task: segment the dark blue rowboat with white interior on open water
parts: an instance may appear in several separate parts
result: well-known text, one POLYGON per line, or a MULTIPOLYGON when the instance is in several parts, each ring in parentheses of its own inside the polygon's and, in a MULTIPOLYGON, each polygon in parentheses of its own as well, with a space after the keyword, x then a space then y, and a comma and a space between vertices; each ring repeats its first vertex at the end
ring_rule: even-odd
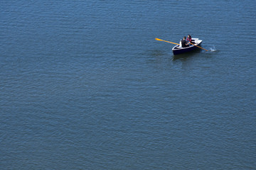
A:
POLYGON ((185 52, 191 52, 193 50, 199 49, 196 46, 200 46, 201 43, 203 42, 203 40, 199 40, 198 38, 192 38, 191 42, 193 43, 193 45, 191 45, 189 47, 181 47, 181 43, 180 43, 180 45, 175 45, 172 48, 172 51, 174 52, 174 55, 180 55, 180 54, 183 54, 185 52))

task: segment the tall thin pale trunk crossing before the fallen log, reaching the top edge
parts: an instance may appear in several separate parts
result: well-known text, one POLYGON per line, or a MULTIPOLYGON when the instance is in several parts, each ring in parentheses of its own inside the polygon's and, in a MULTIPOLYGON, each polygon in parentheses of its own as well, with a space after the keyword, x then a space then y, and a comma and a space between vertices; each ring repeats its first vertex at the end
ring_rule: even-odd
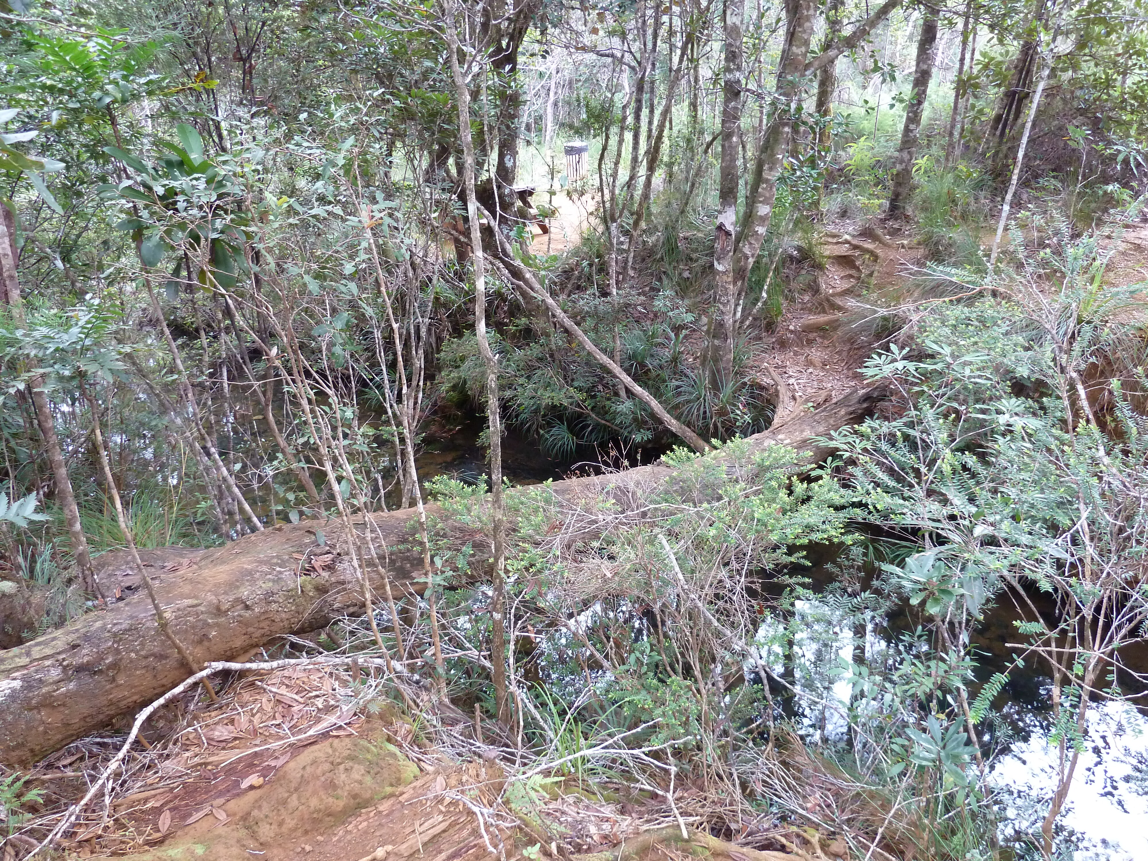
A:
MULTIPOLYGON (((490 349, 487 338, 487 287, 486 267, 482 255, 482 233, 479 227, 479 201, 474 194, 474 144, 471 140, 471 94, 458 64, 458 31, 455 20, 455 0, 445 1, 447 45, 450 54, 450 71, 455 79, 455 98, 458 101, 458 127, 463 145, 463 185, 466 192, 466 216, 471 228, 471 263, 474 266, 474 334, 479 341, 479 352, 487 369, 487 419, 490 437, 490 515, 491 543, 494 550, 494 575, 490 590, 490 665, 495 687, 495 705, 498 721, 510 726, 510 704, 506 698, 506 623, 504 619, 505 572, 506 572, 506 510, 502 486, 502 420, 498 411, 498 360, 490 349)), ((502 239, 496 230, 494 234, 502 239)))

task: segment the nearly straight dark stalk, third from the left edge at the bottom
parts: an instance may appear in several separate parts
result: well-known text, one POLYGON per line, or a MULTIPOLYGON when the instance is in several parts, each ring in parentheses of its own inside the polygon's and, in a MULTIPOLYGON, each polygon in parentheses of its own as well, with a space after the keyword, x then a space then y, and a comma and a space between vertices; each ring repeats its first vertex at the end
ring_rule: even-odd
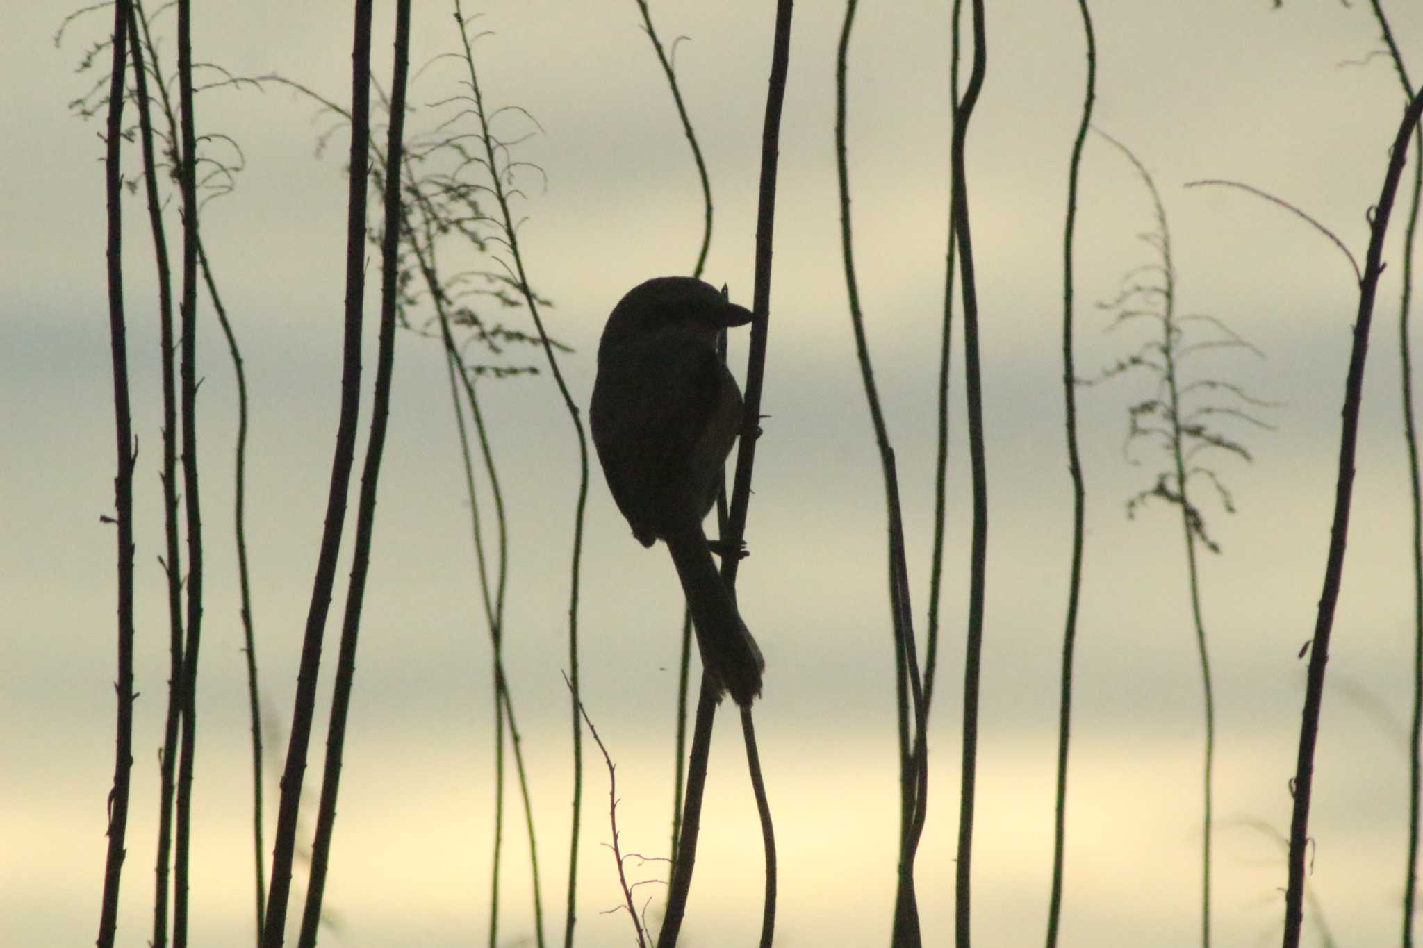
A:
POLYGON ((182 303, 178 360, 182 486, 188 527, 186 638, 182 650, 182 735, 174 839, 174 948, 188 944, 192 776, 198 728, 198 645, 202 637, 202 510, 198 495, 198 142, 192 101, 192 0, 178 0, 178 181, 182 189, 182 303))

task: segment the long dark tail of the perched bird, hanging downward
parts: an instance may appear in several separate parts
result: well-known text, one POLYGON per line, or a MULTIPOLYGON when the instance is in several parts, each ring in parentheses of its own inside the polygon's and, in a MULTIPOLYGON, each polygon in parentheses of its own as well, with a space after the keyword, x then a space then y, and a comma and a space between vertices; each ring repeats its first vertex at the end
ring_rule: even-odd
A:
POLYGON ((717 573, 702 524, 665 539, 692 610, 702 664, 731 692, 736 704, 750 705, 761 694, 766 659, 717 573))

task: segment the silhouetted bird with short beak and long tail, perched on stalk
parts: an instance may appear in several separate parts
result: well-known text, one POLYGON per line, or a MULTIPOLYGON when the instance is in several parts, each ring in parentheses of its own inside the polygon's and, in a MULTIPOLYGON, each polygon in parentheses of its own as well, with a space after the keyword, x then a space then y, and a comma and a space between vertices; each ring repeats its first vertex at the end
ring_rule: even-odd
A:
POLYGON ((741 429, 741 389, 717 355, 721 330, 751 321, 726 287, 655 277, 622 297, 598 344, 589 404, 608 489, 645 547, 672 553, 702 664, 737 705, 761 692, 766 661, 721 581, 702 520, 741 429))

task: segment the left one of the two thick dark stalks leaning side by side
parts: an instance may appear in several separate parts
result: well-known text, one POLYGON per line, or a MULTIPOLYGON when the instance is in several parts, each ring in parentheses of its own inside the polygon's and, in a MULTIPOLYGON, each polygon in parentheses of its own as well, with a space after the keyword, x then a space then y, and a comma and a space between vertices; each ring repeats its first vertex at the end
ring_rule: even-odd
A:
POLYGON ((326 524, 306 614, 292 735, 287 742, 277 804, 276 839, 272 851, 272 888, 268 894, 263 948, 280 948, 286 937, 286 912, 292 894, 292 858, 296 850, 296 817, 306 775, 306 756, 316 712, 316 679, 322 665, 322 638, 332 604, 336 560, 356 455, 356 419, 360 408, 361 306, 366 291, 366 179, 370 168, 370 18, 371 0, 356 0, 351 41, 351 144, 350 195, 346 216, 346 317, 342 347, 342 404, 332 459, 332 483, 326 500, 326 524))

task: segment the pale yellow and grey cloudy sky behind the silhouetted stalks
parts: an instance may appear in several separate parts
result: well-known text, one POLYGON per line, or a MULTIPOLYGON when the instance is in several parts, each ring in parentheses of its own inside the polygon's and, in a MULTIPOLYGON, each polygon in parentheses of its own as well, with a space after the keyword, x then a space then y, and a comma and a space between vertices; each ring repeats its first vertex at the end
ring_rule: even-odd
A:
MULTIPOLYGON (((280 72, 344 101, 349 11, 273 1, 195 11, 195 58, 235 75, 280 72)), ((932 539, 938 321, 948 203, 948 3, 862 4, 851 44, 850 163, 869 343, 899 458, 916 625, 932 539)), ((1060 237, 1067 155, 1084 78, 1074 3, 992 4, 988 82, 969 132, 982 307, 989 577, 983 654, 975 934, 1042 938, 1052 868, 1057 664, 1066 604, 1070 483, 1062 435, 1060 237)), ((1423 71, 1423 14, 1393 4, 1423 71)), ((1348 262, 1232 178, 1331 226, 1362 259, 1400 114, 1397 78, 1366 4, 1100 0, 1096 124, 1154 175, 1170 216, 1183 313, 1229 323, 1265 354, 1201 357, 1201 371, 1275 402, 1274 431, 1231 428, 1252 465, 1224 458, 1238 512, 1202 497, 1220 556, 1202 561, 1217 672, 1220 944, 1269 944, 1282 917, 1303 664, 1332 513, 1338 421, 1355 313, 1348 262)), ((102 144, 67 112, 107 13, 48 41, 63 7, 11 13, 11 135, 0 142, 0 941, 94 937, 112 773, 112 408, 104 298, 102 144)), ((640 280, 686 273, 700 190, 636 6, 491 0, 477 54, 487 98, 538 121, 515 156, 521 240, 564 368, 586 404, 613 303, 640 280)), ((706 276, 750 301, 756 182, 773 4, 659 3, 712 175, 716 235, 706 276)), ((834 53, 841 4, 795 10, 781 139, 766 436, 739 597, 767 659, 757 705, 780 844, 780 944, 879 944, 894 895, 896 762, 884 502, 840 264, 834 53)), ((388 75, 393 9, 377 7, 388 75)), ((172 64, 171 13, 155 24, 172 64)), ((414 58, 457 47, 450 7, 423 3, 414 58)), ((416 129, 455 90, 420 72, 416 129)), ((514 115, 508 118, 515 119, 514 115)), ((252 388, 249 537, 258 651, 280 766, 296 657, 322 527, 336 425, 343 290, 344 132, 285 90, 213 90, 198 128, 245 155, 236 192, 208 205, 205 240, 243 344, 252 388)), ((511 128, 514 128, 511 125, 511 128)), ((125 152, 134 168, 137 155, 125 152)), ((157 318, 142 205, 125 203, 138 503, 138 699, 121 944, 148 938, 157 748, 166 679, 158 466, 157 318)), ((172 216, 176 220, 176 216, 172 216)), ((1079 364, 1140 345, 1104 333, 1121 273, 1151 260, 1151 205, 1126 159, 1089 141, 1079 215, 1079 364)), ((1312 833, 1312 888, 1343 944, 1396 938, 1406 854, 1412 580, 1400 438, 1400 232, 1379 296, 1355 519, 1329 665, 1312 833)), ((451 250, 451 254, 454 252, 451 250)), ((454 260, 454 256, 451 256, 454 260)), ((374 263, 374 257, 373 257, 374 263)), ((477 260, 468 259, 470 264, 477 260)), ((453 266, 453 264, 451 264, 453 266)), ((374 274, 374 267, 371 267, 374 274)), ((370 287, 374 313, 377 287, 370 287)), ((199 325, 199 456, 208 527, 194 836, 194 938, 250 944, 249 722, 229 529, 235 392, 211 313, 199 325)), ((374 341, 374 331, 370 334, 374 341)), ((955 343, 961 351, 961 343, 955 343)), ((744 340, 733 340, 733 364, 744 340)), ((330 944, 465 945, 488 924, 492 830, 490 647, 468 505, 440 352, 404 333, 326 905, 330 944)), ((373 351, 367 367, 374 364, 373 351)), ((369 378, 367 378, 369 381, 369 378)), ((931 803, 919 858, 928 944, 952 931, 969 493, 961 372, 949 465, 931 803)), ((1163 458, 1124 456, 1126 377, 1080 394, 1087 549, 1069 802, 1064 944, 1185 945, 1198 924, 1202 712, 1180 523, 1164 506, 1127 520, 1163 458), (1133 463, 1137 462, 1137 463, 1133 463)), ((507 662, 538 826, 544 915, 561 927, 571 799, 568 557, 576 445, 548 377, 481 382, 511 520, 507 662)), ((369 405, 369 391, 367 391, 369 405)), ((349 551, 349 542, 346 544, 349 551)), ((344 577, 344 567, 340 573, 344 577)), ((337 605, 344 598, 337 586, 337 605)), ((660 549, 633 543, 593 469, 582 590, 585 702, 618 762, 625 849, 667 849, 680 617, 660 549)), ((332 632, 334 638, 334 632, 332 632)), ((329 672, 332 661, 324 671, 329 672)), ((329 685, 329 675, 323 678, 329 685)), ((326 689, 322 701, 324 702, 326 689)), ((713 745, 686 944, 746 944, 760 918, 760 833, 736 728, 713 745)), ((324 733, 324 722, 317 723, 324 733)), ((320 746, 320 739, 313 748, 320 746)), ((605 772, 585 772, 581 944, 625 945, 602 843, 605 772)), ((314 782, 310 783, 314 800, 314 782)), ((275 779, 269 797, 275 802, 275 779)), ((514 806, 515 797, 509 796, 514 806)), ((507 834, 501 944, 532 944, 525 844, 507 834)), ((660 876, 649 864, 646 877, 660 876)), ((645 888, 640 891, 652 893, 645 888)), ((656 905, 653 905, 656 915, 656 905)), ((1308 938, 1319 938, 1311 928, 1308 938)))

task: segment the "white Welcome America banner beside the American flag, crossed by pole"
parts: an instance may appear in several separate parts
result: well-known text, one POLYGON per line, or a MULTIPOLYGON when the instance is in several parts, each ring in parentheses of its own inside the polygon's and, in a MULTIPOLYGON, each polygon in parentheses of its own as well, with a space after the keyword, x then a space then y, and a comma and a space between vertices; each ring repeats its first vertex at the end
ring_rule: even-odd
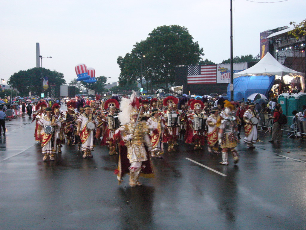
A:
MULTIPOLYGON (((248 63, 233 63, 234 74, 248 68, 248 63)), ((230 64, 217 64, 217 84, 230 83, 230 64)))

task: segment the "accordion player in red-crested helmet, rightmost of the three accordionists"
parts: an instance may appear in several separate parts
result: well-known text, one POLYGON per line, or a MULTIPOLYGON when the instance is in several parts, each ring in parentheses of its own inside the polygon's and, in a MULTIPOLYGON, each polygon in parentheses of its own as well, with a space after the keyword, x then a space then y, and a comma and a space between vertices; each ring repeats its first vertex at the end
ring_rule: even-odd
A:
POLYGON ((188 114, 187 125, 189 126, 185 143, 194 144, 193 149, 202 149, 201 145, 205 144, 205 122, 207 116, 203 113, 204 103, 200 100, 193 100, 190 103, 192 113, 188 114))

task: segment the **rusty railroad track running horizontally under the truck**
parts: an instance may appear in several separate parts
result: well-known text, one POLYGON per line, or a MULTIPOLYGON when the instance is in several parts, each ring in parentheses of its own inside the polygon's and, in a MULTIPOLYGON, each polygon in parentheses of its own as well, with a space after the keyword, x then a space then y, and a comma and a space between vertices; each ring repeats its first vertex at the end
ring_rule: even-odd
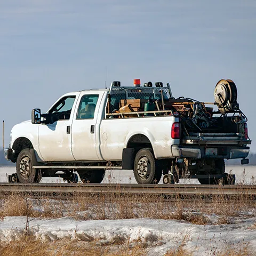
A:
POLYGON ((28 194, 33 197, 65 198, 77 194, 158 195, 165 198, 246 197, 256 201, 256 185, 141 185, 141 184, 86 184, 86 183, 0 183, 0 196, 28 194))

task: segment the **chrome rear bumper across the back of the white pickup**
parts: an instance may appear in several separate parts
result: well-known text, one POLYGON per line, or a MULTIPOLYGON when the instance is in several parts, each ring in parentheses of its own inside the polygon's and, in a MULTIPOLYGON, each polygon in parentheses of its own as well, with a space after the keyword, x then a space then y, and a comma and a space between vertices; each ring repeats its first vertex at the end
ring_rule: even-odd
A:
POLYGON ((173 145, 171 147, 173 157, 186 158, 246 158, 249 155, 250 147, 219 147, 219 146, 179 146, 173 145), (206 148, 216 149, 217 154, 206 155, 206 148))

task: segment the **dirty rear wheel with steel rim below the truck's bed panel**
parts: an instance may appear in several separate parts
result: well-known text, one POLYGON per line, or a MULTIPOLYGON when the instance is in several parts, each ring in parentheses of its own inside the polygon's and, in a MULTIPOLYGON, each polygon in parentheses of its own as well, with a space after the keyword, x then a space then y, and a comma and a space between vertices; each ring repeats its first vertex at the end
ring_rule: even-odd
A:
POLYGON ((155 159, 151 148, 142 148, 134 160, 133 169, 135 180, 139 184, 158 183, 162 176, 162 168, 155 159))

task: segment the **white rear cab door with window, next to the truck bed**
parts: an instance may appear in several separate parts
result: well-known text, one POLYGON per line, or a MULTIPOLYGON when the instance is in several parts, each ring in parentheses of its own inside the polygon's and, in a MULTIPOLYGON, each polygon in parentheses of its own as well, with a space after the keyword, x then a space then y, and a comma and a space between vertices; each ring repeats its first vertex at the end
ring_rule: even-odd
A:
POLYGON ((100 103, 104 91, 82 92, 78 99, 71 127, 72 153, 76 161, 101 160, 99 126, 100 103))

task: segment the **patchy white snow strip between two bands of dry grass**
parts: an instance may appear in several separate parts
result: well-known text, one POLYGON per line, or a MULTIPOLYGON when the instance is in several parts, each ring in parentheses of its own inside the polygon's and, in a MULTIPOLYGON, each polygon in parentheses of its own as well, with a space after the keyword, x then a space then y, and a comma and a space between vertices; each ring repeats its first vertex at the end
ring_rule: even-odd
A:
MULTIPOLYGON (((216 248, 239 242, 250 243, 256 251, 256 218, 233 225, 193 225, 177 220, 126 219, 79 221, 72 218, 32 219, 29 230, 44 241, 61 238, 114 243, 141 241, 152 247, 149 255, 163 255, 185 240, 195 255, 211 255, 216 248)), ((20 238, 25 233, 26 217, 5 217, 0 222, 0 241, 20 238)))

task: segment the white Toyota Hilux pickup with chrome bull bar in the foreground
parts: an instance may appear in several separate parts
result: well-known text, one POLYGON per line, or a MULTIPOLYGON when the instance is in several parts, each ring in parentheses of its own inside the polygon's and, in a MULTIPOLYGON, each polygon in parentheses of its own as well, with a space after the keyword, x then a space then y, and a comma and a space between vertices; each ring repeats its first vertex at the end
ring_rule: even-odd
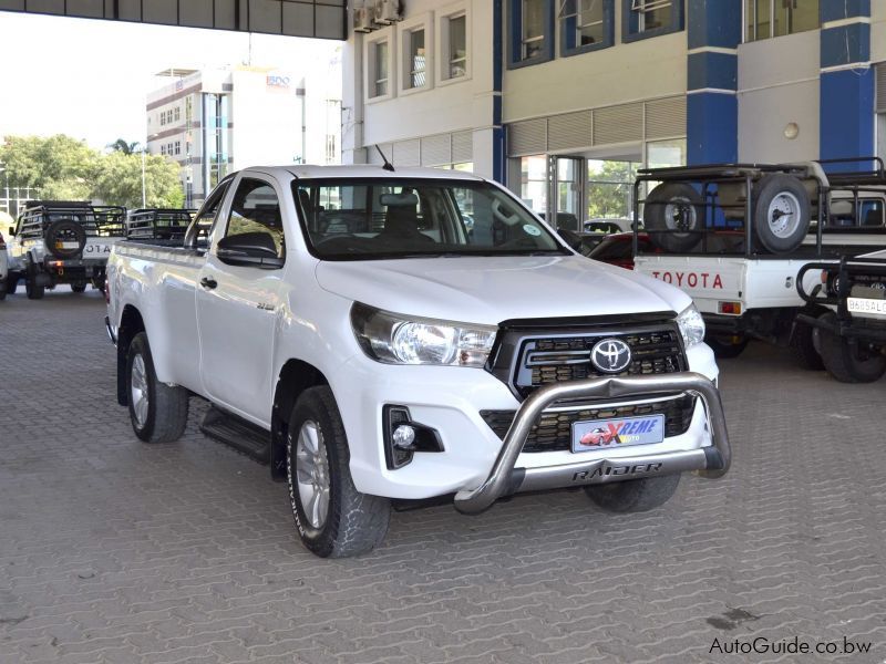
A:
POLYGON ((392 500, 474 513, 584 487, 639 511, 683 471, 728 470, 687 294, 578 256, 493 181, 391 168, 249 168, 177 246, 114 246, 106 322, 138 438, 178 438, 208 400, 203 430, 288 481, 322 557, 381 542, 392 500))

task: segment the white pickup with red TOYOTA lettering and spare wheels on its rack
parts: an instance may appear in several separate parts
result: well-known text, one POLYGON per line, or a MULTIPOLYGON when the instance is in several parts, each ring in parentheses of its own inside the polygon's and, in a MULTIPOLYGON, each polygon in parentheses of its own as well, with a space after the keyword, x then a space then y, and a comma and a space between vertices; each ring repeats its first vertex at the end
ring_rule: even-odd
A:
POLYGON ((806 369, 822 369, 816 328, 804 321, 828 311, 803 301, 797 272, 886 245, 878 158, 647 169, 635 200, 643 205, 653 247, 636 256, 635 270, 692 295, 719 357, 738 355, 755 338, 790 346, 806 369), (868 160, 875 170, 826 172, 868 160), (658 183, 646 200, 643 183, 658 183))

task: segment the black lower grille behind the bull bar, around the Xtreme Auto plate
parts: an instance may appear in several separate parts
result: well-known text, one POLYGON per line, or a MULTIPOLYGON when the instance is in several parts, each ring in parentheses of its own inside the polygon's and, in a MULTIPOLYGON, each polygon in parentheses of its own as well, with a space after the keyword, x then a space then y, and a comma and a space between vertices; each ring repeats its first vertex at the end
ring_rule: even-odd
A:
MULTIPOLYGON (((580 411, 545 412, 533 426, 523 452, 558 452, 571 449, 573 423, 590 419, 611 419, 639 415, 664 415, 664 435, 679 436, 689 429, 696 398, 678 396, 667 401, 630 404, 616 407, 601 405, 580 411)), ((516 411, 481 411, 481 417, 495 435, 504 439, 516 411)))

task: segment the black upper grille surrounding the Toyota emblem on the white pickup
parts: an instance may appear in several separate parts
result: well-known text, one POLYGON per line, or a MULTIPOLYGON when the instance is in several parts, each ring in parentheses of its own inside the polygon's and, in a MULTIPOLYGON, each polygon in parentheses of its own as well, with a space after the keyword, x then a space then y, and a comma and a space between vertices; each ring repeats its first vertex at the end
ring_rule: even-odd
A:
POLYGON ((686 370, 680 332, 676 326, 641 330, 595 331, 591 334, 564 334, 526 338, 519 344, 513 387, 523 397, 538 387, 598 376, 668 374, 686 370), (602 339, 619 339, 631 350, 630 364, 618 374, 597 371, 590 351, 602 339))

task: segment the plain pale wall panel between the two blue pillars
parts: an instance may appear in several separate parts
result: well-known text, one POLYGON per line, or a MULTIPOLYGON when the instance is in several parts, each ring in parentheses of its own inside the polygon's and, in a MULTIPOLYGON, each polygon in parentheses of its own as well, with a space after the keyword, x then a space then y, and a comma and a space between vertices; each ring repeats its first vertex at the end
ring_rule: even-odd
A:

## Exercise requirements
Lines that include the word "panel" are to be extracted from the data above.

## Result below
task: segment the **dirty rear wheel with steel rim below the truck's bed panel**
task: segment the plain pale wall panel between the two blue pillars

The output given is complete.